> _EXERCISE TASK_: Retype everything in the records from the line containing "Reviewer note: confirm that each instance of the geipan" down to the line containing "column 459, row 259", with both of those lines included.

> _MATERIAL FOR THIS EXERCISE_:
★ ★ ★ ★ ★ ★ ★

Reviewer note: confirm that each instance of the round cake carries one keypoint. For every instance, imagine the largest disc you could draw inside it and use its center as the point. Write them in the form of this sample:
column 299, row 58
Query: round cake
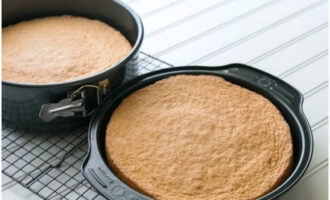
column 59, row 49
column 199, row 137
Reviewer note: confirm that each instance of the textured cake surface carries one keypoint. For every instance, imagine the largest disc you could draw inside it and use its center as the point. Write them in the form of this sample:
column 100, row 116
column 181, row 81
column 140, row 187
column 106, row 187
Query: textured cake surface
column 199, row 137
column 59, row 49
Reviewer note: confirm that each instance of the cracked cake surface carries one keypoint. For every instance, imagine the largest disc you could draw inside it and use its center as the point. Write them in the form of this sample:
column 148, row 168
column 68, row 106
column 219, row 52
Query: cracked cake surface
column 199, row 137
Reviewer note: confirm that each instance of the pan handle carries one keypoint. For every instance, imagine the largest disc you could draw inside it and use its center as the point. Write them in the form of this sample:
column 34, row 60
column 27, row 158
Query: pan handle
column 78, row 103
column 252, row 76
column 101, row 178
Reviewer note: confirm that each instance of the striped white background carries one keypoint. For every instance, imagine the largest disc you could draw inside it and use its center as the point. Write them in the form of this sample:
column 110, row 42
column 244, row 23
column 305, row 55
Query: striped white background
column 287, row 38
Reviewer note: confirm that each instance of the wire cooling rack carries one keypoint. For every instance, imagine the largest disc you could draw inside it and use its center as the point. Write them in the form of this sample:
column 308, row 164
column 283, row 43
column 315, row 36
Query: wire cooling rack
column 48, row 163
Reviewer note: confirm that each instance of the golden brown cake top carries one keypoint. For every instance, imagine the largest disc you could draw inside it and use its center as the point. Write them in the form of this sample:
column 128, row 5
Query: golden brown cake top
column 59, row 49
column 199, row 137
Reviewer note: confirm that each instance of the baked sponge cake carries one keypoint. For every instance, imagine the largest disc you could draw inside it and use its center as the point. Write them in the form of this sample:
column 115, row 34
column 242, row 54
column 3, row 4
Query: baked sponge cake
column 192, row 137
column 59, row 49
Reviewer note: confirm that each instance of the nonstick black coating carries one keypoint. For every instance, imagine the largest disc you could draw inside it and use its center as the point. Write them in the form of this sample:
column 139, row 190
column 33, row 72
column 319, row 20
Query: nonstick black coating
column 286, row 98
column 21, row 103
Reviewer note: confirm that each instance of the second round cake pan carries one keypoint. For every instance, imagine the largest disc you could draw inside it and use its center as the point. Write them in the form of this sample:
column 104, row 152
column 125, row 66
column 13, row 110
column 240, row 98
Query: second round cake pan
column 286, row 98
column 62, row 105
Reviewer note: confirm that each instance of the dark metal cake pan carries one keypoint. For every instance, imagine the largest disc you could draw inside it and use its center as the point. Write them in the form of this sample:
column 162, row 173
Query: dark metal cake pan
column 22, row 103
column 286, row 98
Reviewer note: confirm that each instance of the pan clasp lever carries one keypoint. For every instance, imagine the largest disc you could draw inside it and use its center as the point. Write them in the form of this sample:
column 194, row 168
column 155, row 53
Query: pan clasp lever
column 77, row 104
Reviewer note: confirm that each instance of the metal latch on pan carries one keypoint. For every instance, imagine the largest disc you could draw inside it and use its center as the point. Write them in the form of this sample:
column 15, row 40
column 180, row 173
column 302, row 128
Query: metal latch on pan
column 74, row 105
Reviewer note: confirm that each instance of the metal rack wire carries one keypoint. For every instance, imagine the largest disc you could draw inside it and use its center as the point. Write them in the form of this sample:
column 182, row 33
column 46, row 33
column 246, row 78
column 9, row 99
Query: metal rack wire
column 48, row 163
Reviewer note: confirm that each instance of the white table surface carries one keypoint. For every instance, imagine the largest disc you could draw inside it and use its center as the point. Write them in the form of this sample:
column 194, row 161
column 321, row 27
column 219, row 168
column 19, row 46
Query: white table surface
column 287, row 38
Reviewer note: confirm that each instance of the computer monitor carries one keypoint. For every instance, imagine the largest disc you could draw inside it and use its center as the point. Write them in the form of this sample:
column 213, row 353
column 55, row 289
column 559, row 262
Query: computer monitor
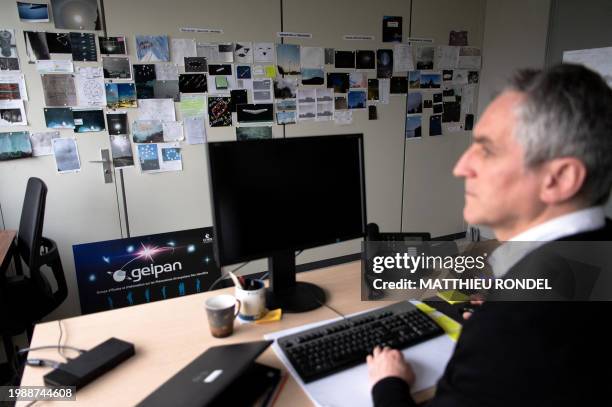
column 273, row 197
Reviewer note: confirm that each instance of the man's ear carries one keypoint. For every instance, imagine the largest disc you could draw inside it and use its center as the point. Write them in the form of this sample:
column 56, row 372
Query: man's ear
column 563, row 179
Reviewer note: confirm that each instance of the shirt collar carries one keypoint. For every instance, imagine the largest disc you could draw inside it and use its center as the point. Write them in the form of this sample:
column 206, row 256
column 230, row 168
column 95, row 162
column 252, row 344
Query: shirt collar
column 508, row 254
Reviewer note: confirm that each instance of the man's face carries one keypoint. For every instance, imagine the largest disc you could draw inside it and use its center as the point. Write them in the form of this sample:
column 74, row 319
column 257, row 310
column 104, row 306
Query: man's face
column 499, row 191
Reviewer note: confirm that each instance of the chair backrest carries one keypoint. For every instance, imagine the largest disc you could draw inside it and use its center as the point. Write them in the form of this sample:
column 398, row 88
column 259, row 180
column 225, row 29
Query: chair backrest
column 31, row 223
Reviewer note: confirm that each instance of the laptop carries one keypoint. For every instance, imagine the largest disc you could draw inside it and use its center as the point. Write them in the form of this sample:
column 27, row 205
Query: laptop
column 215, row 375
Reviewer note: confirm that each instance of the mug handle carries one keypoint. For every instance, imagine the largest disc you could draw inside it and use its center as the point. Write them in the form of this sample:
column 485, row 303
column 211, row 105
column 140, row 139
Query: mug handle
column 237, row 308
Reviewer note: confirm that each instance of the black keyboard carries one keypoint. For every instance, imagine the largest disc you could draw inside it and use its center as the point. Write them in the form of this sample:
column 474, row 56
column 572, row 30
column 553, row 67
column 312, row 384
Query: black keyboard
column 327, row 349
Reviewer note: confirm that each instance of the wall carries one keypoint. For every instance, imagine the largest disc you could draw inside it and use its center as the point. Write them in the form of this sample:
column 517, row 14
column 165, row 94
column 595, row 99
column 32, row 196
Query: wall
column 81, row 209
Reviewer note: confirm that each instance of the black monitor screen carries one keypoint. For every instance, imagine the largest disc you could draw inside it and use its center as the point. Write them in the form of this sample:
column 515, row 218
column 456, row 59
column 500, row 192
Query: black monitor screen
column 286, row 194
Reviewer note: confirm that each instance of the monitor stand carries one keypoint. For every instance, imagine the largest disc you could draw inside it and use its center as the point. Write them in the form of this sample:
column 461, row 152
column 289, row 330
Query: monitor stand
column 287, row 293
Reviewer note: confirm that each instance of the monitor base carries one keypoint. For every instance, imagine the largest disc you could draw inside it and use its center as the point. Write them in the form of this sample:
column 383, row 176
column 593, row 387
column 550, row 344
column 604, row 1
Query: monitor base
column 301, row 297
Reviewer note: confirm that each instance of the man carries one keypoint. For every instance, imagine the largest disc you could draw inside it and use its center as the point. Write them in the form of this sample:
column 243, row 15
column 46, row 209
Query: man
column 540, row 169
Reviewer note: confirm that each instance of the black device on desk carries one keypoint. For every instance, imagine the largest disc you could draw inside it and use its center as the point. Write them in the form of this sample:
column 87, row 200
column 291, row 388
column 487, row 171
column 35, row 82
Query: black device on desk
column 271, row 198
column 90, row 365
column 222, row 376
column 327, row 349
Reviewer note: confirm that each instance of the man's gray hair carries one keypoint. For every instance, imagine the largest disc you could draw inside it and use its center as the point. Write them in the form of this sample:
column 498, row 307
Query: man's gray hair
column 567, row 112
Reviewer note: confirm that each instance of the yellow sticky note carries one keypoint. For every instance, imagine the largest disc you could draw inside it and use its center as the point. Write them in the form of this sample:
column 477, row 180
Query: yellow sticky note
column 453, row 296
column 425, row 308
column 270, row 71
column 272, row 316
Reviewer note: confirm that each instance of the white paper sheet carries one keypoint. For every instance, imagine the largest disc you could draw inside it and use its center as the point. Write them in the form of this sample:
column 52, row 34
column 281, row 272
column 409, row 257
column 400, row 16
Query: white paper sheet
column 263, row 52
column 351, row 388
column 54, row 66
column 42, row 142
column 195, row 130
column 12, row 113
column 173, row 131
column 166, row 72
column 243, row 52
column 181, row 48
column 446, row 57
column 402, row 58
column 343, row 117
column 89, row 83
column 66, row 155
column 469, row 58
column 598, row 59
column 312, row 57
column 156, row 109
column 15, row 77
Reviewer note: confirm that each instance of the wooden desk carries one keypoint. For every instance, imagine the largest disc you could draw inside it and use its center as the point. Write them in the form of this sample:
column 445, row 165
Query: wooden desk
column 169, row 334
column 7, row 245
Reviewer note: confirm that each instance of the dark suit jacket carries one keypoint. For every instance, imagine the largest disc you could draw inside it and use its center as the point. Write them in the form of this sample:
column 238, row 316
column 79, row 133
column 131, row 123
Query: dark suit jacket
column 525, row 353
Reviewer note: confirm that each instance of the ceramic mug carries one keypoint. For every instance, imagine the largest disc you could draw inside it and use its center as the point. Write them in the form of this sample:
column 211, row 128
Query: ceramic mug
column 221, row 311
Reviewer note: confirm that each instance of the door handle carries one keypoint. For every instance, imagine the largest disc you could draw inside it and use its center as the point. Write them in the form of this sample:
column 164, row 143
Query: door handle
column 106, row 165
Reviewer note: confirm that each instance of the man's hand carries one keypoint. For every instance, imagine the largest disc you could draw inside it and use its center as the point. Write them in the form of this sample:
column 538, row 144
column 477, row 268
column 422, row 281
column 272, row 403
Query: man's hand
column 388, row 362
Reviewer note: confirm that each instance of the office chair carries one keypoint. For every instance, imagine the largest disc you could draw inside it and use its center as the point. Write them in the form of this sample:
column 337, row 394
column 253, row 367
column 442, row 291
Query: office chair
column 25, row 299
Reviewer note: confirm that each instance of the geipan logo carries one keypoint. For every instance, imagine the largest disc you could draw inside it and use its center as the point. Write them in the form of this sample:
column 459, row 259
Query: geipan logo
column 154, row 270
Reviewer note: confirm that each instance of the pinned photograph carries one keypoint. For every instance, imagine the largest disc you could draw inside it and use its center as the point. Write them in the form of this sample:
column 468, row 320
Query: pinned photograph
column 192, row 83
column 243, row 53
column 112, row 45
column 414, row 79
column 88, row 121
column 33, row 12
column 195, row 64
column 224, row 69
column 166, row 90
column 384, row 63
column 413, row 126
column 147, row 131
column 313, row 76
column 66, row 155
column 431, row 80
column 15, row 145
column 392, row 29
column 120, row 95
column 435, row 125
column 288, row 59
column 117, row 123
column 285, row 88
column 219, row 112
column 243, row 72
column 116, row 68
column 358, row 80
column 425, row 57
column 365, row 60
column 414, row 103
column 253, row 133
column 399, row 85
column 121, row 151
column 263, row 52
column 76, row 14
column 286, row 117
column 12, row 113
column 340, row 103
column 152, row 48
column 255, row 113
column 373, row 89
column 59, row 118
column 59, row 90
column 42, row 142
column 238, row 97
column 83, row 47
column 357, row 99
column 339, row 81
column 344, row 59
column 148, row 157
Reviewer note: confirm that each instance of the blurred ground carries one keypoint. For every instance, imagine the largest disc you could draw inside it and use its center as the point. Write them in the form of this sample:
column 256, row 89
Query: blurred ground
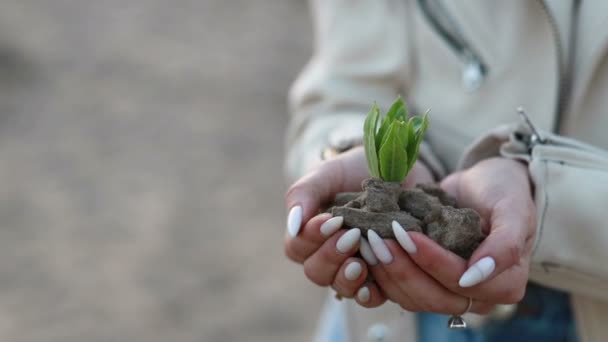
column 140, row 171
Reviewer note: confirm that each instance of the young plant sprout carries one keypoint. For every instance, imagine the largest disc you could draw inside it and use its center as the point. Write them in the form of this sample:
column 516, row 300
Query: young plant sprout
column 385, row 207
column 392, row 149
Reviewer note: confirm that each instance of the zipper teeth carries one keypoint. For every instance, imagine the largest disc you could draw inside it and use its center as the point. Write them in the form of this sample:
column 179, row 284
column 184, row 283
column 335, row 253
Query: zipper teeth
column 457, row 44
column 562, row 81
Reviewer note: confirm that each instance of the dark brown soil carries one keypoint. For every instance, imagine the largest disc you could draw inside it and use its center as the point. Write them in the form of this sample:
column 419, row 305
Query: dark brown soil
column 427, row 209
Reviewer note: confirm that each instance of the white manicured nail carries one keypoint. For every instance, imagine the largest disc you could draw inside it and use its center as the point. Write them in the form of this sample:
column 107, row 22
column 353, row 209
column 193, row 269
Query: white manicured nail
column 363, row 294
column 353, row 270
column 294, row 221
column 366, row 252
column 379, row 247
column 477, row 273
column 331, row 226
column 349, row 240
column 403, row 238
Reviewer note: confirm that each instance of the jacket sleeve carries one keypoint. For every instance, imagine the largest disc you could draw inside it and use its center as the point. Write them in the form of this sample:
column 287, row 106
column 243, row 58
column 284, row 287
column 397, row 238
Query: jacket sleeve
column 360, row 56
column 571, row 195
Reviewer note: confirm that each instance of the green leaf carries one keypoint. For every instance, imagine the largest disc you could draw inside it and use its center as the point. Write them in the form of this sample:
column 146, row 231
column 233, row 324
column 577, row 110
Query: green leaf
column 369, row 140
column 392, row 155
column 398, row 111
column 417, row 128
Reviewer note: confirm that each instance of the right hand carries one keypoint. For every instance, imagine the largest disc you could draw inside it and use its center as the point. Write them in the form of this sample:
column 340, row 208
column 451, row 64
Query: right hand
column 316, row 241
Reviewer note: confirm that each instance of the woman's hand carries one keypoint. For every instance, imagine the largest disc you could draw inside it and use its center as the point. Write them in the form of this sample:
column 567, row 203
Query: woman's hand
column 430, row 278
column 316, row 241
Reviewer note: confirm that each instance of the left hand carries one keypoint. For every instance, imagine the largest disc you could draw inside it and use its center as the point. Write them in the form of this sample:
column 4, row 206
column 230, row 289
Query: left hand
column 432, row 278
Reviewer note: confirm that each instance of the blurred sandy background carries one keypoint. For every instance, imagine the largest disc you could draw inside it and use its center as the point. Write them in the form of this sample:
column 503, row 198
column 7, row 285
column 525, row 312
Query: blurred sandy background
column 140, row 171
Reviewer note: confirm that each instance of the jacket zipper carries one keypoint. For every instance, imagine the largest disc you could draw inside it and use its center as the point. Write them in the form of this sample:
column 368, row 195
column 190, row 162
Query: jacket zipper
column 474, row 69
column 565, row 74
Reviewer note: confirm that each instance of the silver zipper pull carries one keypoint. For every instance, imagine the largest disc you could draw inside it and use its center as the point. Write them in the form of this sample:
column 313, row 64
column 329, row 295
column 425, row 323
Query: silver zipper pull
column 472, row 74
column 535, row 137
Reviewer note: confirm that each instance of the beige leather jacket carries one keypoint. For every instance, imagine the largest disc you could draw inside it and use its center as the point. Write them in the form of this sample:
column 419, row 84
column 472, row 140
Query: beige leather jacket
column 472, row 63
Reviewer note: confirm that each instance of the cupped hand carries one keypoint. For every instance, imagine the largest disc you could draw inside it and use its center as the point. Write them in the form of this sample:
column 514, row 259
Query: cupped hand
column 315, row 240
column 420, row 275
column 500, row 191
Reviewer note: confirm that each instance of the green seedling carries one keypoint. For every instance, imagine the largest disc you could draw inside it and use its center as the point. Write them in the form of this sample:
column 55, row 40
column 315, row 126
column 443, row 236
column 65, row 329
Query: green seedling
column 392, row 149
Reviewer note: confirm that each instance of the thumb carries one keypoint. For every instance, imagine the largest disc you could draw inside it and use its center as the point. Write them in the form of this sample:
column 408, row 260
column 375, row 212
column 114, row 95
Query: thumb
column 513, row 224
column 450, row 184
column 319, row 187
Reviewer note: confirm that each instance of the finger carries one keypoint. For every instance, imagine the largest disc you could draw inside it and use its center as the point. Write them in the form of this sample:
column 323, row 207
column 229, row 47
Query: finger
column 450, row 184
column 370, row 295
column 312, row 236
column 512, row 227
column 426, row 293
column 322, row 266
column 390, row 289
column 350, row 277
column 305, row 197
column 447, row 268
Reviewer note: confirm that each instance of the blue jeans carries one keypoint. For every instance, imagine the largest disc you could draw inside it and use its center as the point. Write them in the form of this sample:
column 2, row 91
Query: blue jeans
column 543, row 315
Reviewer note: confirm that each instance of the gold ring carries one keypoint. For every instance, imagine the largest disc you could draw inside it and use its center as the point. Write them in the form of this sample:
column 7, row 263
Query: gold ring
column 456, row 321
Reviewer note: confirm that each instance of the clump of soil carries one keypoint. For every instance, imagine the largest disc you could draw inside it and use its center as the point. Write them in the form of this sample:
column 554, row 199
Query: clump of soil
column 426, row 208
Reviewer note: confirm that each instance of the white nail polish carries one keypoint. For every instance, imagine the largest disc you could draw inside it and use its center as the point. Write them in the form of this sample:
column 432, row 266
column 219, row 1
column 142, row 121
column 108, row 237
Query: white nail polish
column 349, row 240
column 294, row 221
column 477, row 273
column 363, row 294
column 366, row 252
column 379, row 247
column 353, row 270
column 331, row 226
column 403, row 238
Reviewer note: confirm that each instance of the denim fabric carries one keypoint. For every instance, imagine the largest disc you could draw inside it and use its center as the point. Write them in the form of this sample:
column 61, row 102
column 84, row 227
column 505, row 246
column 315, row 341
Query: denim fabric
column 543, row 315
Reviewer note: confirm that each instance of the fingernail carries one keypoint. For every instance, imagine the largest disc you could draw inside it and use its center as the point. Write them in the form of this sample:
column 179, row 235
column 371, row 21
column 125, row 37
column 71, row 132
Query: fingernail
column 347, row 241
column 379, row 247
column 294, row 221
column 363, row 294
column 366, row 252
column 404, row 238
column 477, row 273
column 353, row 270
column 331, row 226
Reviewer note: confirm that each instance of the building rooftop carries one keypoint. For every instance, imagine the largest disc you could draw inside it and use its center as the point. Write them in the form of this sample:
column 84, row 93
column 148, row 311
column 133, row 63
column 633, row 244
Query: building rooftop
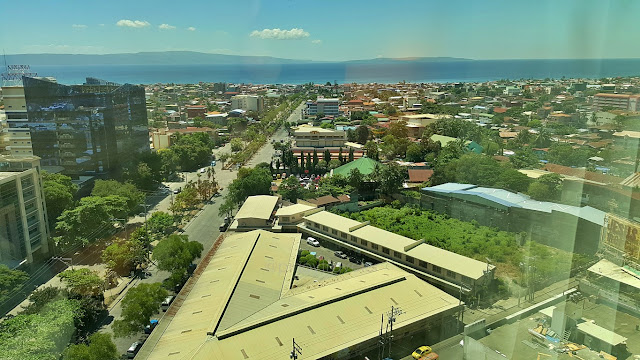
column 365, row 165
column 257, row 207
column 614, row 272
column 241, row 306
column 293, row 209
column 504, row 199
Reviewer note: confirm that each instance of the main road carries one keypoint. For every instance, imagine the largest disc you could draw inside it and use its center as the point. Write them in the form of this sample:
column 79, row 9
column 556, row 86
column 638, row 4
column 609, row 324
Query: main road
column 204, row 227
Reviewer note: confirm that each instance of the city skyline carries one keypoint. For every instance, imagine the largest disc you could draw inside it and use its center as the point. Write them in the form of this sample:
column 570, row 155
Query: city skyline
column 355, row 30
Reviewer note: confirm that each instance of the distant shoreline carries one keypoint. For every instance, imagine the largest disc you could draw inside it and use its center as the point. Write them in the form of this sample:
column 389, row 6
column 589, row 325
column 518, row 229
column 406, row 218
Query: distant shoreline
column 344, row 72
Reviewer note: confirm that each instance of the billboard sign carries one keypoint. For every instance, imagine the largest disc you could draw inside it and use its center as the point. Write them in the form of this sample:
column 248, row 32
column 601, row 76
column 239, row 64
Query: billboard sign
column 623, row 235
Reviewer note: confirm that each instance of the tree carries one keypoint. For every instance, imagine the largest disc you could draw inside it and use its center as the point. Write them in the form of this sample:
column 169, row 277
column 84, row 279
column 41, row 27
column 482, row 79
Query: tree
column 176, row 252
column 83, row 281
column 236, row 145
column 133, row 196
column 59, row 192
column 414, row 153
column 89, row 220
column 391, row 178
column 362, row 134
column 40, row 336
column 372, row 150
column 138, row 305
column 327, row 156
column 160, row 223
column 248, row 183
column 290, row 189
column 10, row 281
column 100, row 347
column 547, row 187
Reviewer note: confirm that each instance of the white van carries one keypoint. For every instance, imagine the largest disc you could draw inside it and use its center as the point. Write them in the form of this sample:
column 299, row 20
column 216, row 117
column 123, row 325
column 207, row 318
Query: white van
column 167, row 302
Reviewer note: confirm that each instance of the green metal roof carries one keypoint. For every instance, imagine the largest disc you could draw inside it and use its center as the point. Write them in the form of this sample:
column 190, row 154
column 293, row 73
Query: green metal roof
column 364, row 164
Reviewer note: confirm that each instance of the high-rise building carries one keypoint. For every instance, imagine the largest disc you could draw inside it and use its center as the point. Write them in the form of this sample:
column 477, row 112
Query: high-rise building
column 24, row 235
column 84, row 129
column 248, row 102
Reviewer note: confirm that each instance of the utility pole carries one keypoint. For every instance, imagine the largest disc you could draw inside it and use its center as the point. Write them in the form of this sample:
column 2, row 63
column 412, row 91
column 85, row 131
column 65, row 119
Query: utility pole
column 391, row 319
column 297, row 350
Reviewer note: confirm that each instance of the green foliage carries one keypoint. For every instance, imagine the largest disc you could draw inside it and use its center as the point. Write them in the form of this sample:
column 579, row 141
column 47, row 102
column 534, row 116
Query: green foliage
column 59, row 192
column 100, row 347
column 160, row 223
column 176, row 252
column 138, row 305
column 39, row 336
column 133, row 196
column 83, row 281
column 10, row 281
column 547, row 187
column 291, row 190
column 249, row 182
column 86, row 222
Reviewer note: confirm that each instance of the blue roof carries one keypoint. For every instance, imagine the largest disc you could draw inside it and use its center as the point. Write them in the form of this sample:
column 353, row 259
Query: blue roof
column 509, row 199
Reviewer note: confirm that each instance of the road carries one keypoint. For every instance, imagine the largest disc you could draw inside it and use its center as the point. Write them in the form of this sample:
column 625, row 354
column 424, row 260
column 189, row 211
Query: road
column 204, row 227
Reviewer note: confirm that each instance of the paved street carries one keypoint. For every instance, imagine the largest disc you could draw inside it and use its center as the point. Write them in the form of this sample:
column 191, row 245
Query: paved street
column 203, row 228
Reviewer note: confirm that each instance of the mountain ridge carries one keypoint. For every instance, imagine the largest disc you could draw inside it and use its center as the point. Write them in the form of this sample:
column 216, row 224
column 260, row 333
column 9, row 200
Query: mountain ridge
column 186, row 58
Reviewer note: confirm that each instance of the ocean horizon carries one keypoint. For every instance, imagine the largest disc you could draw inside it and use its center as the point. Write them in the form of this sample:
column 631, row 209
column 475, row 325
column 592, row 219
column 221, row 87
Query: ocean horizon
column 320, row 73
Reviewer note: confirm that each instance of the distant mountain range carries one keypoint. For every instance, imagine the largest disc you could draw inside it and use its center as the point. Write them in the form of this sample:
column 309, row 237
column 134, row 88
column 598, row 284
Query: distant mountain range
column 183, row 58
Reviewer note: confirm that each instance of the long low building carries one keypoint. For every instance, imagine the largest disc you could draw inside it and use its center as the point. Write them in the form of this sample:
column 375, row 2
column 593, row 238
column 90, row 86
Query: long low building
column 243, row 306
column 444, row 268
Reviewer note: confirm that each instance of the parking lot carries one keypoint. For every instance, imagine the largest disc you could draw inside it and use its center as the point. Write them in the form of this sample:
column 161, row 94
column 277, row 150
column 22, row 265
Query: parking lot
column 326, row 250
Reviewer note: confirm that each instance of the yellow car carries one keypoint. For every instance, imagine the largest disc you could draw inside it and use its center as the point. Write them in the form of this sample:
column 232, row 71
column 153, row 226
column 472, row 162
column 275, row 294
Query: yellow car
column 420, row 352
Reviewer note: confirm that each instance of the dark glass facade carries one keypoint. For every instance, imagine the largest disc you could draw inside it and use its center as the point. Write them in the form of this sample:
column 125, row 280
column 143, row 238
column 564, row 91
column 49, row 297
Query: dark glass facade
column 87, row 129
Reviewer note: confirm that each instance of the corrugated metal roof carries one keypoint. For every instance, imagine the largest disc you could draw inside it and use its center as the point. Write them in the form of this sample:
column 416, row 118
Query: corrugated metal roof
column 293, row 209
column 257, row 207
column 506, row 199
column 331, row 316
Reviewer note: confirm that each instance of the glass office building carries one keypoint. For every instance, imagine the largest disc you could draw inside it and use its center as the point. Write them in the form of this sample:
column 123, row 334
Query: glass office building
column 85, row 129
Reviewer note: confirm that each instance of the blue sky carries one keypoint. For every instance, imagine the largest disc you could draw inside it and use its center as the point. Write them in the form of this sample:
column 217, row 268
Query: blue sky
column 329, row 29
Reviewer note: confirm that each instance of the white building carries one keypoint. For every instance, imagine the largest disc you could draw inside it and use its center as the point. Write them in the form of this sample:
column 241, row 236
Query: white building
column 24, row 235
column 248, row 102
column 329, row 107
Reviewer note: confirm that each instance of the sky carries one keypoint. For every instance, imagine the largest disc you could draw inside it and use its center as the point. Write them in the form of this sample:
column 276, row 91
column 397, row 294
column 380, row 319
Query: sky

★ ★ ★ ★ ★ ★ ★

> _EXERCISE SOLUTION_:
Reviewer note: confirm that each instance of the geipan logo carries one keypoint. For every instance, imagine the largest disc you could draw inside it and use its center as the point. Write them in the form of this sample:
column 459, row 259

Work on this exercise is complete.